> _POLECENIE A_
Zamień w rekordach „green cactus” na „green succulent” i podaj ponownie wiersze od tego z „I'd really appreciate it if you could find the blue” do tego z „[240,265,296,288]”, resztę pozostawiając bez zmian.

> _PODANY FRAGMENT_
=-=-=

Wesołe miasteczko zimuje na plaży

2021-10-05 09:00:00(ost. akt: 2021-10-04 16:34:39)

Autor zdjęcia: Renata Szczepanik

Lunapark „Bajka” przeniósł się do nowej lokalizacji na plaży miejskiej, gdzie przez najbliższe 15 lat będzie stacjonował całorocznie.
Kilka dni temu lunapark przeniósł się ze swoimi urządzeniami na działkę wielkości około hektara. Firma jest w trakcie załatwiania wszystkich niezbędnych zezwoleń na prowadzenie wesołego miasteczka na nowym terenie plaży miejskiej. Ponadto czeka na nowe elementy wyposażenia, w tym diabelskie koło. W przyszłym roku wesołe miasteczko w Giżycku będzie funkcjonowało już w innej, atrakcyjniejszej odsłonie.

Fot. Renata Szczepanik

- W tej chwili jest to stan tymczasowy – wyjaśnia burmistrz Iwaszkiewicz. - Ogrodzenie jest prowizoryczne. Ostatecznie będzie to nowej jakości ogrodzenie o wyglądzie bardziej estetycznym niż obecnie. Ponadto w ciągu trzech lat musi powstać duże koło widokowe. Teren lunaparku zostanie zagospodarowany, pojawią się alejki, fontanna. Planowane są tam bardzo ciekawe wydarzenia między innymi jarmarki bożonarodzeniowe włącznie z uruchamianiem karuzeli, organizacją straganów, ze sceną i kolędami, zabawą z Mikołajem. I w tym sensie lunapark będzie całoroczny, oczywiście na ile pozwoli pogoda.

=-=-=

> _MATERIAŁ DO ĆWICZENIA_
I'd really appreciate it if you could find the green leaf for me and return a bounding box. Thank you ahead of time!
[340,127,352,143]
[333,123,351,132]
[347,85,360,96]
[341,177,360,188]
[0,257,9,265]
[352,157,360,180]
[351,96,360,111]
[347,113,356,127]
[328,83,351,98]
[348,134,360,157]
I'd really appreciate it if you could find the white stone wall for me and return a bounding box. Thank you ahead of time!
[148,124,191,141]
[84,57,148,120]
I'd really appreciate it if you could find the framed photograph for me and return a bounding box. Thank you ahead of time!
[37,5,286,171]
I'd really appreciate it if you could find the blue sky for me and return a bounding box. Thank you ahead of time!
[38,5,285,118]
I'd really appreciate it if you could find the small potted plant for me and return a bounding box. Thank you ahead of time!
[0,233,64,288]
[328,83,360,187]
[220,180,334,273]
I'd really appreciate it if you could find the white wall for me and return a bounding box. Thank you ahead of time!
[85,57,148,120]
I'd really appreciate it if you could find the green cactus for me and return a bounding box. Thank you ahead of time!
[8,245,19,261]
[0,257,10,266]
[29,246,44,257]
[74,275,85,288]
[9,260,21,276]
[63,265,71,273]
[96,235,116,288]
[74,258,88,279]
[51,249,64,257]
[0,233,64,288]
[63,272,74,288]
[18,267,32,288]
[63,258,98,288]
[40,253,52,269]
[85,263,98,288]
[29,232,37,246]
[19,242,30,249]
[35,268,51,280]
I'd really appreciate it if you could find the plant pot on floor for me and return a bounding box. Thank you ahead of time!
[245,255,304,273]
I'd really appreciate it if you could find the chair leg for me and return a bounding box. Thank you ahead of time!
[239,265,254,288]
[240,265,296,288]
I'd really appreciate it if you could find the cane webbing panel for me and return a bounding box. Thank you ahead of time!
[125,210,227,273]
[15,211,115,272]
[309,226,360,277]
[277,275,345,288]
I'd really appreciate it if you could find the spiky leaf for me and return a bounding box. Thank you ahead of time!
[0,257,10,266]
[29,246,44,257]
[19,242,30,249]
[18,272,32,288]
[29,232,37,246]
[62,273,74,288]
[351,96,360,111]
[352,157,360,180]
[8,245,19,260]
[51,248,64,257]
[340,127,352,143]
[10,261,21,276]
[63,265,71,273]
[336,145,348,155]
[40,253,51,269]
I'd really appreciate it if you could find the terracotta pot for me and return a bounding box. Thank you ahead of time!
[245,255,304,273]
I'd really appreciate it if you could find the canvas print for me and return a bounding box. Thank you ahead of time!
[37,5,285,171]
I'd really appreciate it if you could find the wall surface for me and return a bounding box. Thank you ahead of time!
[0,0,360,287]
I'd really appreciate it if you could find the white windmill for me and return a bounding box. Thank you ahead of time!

=-=-=

> _POLECENIE B_
Przepisz wiernie fragment tekstu o lunaparku na plaży miejskiej od „Autor zdjęcia: Renata” do „będzie stacjonował całorocznie.”.

> _ODPOWIEDŹ PISEMNA A_
I'd really appreciate it if you could find the blue sky for me and return a bounding box. Thank you ahead of time!
[38,5,285,118]
I'd really appreciate it if you could find the small potted plant for me and return a bounding box. Thank you ahead of time!
[0,233,64,288]
[328,83,360,187]
[220,180,334,273]
I'd really appreciate it if you could find the white wall for me and return a bounding box. Thank you ahead of time!
[85,57,148,120]
I'd really appreciate it if you could find the green succulent for me and return a bounding box. Thank you ahead of time!
[8,245,19,261]
[0,257,10,266]
[29,246,44,257]
[74,275,85,288]
[9,260,21,276]
[63,265,71,273]
[96,235,116,288]
[74,258,88,279]
[51,249,64,257]
[0,233,64,288]
[63,272,74,288]
[18,267,32,288]
[63,258,98,288]
[40,253,52,269]
[85,263,98,288]
[29,232,37,246]
[19,242,30,249]
[35,268,51,280]
I'd really appreciate it if you could find the plant pot on floor for me and return a bounding box. Thank you ahead of time!
[245,255,304,273]
I'd really appreciate it if you could find the chair leg for me and return a bounding box. Thank you ahead of time!
[239,265,254,288]
[240,265,296,288]

> _ODPOWIEDŹ PISEMNA B_
Autor zdjęcia: Renata Szczepanik

Lunapark „Bajka” przeniósł się do nowej lokalizacji na plaży miejskiej, gdzie przez najbliższe 15 lat będzie stacjonował całorocznie.